▶ AIM OF THE TASK: Please print out every entry below, verbatim.

▶ Referring expression grounding data:
- - - - - - -

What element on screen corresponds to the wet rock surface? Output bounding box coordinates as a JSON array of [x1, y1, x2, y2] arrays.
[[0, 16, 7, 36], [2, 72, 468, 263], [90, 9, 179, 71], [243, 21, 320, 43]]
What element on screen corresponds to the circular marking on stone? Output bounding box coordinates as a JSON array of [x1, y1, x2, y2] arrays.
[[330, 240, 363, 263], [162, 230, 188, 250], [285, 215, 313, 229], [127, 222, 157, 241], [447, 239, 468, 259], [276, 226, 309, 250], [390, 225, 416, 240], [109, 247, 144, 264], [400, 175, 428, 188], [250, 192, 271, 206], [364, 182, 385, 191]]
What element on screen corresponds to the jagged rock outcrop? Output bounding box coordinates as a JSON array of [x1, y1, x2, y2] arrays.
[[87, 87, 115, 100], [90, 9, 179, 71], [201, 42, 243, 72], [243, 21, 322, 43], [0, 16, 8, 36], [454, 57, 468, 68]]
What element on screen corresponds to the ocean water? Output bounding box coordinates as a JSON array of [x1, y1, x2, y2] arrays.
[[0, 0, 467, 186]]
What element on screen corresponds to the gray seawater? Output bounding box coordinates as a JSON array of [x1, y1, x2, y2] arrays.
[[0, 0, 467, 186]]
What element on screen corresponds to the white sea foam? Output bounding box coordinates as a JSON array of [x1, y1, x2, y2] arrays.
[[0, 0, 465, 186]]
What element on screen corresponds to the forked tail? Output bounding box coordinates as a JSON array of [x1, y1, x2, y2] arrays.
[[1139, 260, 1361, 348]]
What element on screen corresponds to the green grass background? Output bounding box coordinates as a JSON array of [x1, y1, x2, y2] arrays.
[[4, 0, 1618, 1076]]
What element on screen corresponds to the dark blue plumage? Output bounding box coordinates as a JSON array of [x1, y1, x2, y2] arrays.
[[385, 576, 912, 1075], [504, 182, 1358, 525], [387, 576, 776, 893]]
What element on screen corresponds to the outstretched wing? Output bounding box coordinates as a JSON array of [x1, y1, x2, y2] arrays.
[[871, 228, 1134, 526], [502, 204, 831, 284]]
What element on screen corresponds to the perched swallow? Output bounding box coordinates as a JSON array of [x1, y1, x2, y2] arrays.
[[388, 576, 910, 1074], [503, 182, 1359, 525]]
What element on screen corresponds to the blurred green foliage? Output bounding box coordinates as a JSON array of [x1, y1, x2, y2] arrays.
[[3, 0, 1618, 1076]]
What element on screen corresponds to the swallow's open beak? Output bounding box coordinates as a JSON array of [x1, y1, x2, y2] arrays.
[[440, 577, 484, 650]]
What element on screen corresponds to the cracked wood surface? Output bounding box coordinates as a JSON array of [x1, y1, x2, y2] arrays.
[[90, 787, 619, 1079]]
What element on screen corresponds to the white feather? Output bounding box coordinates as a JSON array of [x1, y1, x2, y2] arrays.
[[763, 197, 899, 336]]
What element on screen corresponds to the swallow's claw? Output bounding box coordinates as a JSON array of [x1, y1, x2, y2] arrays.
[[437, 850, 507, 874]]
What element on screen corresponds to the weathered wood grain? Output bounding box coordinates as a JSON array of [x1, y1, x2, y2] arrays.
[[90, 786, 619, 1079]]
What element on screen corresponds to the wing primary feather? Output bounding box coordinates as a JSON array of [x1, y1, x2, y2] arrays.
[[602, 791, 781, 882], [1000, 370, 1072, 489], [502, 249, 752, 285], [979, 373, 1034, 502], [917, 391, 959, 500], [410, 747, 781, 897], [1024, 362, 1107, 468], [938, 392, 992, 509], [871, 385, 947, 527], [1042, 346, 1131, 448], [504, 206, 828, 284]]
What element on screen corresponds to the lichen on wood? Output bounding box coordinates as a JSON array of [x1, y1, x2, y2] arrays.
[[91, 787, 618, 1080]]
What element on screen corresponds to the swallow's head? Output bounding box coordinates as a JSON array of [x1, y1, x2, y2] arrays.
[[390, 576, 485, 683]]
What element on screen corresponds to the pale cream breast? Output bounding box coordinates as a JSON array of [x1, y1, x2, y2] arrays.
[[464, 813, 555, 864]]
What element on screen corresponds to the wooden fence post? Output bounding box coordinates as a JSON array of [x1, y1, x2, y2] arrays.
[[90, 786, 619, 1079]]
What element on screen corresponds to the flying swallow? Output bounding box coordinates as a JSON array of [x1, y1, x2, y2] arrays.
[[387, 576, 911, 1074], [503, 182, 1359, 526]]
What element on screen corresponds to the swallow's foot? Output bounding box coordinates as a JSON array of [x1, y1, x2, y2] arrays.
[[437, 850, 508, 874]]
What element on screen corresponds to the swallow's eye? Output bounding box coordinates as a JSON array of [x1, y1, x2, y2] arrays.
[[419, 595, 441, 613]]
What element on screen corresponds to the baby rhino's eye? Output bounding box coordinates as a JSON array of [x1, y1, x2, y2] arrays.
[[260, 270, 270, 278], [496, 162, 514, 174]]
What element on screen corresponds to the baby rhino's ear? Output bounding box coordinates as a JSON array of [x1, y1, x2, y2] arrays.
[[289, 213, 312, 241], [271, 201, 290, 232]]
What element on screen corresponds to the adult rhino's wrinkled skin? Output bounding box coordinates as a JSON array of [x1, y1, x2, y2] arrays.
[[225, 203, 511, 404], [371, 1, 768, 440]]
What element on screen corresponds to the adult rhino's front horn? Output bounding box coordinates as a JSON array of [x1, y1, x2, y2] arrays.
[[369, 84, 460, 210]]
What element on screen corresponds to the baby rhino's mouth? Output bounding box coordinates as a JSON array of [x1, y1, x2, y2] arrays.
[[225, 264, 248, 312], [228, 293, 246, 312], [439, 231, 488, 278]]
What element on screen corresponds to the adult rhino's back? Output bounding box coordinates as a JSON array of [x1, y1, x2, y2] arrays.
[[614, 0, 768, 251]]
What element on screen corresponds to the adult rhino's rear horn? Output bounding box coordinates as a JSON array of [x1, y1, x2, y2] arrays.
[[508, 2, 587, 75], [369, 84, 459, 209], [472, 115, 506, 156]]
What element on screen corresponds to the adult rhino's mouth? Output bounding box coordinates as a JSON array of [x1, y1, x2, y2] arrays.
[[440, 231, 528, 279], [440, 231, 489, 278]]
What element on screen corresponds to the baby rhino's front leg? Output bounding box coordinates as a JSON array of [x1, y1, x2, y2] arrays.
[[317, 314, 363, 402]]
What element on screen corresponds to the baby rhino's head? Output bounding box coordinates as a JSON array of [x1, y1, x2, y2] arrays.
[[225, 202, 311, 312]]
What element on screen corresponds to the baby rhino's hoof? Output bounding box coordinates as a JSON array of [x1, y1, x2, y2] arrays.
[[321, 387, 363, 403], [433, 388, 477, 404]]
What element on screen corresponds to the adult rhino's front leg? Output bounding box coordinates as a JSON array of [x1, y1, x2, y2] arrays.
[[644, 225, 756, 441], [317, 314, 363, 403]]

- - - - - - -

▶ REPLY TO THE EXERCISE:
What element on screen corresponds to the wet rock surface? Output bounding box coordinates as a JSON array of [x1, y1, x2, y2] arrays.
[[0, 16, 7, 36], [2, 72, 468, 263], [90, 9, 179, 71], [243, 21, 320, 43]]
What element on screen corresponds to the circular marking on stone? Output bounding box coordinates as a JSON array of [x1, y1, x2, y2] arrays.
[[330, 240, 363, 263], [162, 230, 188, 250], [285, 215, 313, 229], [127, 222, 157, 241], [447, 239, 468, 259], [276, 226, 309, 250], [390, 225, 416, 240], [109, 247, 144, 264], [400, 175, 428, 188], [250, 192, 271, 206], [364, 182, 385, 191]]
What element on screen corresponds to the jagged rock outcrop? Output bounding box coordinates as a JSON array of [x1, y1, x2, y2] arrays.
[[87, 87, 115, 100], [90, 9, 179, 71], [201, 42, 243, 72], [243, 21, 322, 43], [0, 16, 8, 36], [454, 57, 468, 68]]
What element on screen corresponds to the ocean water? Output bounding box coordinates as a JSON array of [x1, y1, x2, y2] arrays.
[[0, 0, 467, 186]]
What element on screen corresponds to the gray seawater? Output bounding box coordinates as a JSON array of [x1, y1, x2, y2] arrays.
[[0, 0, 467, 186]]
What element on screen corresponds to the white sea foam? Output bounding box coordinates as a JSON array of [x1, y1, x2, y2] arrays.
[[0, 0, 465, 186]]
What element on screen corresponds to the forked tail? Output bounding box coordinates as a JSON array of [x1, y1, x2, y2] arrays.
[[1139, 260, 1361, 348]]
What element on screen corresponds to the green grass background? Output bounding box coordinates as a JSON array of [x1, y1, x2, y2] arrays.
[[4, 0, 1618, 1076]]
What element on screen corresponds to the dark blue plumage? Output bounding box coordinates as a JSON array of [x1, y1, x2, y2] arrays.
[[385, 576, 912, 1075], [504, 182, 1358, 525], [387, 576, 776, 893]]
What element on screen corresponds to the outstretched wing? Output bounding box coordinates as a JSON array of [x1, y1, x2, y2] arrays.
[[871, 228, 1134, 526], [502, 204, 831, 284]]
What element on screen corresponds to the perched swallow? Output bounding box coordinates as a JSON array of [x1, y1, x2, y2] arrays.
[[388, 576, 910, 1074], [503, 182, 1359, 525]]
What element on screen corresponds to the blurred green foliage? Output bounding box coordinates as a JSON array of [x1, y1, x2, y2] arrays.
[[3, 0, 1618, 1076]]
What element on screen corresponds to the swallow's open beak? Output bounding box coordinates as a JSON array of [x1, y1, x2, y2] arrays.
[[440, 577, 484, 650]]
What element on screen corresponds to the cracked wood surface? Output bounding box coordinates as a JSON array of [x1, y1, x2, y2] arrays.
[[90, 787, 619, 1079]]
What element on screen corresponds to the white feather? Output bounding box coordinates as a JSON array of [x1, y1, x2, y2] arrays.
[[763, 197, 899, 336]]
What element on screen corresponds to the swallow's claw? Output bounding box coordinates as a JSON array of [x1, y1, x2, y2] arrays.
[[437, 850, 507, 874]]
What element on screen corresponds to the weathered wood grain? Output bounding box coordinates as a JSON array of [x1, y1, x2, y2] arrays.
[[90, 786, 619, 1079]]
What element on screen corresponds to the wing primary feather? Output bounding box coordinates as a JSON array of [x1, y1, x2, y2] arrays.
[[602, 791, 781, 882], [1000, 370, 1072, 489], [502, 249, 752, 285], [979, 373, 1034, 502], [917, 391, 959, 500], [410, 747, 781, 897], [1024, 362, 1107, 468], [938, 392, 992, 509], [871, 385, 947, 527], [1042, 346, 1131, 448], [504, 206, 828, 284]]
What element on screen corresponds to the lichen on wood? Output bounding box coordinates as a JSON array of [x1, y1, x2, y2] arrays.
[[91, 787, 618, 1080]]
What element on screen corresponds to the swallow's head? Output bounding box coordinates as a JSON array of [x1, y1, x2, y2] arrays.
[[390, 576, 485, 683]]
What element on screen corresponds to the pale cream breast? Output bounding box coordinates as a JSON array of [x1, y1, x2, y2] arrays.
[[464, 813, 555, 864]]
What element on screen corresponds to the wooden fence post? Output bounding box coordinates as a JSON array of [x1, y1, x2, y2] arrays.
[[90, 786, 619, 1079]]
What element on screen corresponds to the flying swallow? Output bounding box coordinates as a JSON array of [x1, y1, x2, y2] arrays.
[[387, 576, 911, 1074], [503, 182, 1359, 526]]
What element on screen corresponds to the swallow's foot? Output bounding box coordinates as a JSON array of [x1, y1, x2, y2] arrays.
[[437, 850, 508, 874]]
What element on screen corresponds to the swallow's eye? Output bounding box coordinates as a JSON array of [x1, y1, x2, y2] arrays.
[[419, 595, 441, 613]]
What element on screen corresponds to the baby rhino's eye? Output bounding box coordinates as a JSON array of [x1, y1, x2, y2] arrays.
[[260, 270, 270, 278], [496, 162, 514, 174]]
What element on screen corresponds to the baby rhino's ear? Output bounding box coordinates as a JSON array of [x1, y1, x2, y2] arrays.
[[289, 213, 312, 241], [271, 201, 290, 232]]
What element on screen corresponds to the adult rhino's wrinkled skin? Output bounding box coordinates as a JSON array of [x1, y1, x2, y2] arrays.
[[225, 203, 511, 404], [371, 1, 768, 440]]
What element on screen corresponds to the adult rhino's front horn? Output bounding box coordinates as a JSON array of [x1, y1, x2, y2] arrays.
[[369, 84, 460, 210]]
What element on screen corresponds to the baby rhino's mouth? Output bounding box coordinates as a JSON array of [x1, y1, x2, y2] arrays.
[[225, 264, 248, 312], [228, 293, 246, 312], [439, 231, 488, 278]]
What element on screen corresponds to the adult rhino's back? Output bounding box coordinates as a JSON array of [x1, y1, x2, y2] arrays.
[[614, 0, 768, 251]]
What element on screen corresponds to the adult rhino's rear horn? Output bounding box coordinates as a JSON array of [x1, y1, x2, y2] arrays.
[[508, 2, 587, 75], [369, 84, 459, 209], [472, 115, 506, 156]]
What element on screen corresponds to the adult rhino's mouth? Output bounding box coordinates as a JSON array of [x1, y1, x2, y2] arrays.
[[440, 231, 528, 279], [440, 231, 489, 278]]
What element on screen corresponds to the baby rhino's front leg? Output bounding box coordinates as a JSON array of [x1, y1, x2, y2] arrays.
[[317, 314, 363, 402]]
What element on screen corresponds to the baby rhino's head? Output bounding box coordinates as a JSON array of [x1, y1, x2, y2] arrays.
[[225, 202, 311, 312]]
What element on screen corresponds to the baby rhino's hoof? Output bounding box coordinates as a JSON array of [x1, y1, x2, y2] arrays.
[[321, 387, 363, 403], [433, 388, 477, 404]]
What element on screen corresponds to the adult rhino's front leg? Output bounding box coordinates as a JSON array of [x1, y1, x2, y2] arrays.
[[644, 225, 756, 441], [317, 314, 363, 403]]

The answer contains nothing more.